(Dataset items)
/---

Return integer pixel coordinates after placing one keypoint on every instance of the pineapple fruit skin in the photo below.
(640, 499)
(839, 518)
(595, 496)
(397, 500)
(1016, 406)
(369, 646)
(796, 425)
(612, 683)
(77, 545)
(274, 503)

\---

→ What the exercise asks
Format the listing above as a two-column CSV with the headers "prompt" and "points", giving one row per entry: its wording in the first column and its answer in the second. Put each value in one quoted field and turn any line breaks into spaces.

→ Written answer
prompt,points
"Return integer pixel coordinates after placing one keypoint on every instance of the pineapple fruit skin in the photo below.","(640, 499) (839, 518) (595, 496) (397, 500) (1016, 406) (369, 646) (796, 425) (612, 683) (77, 545) (274, 503)"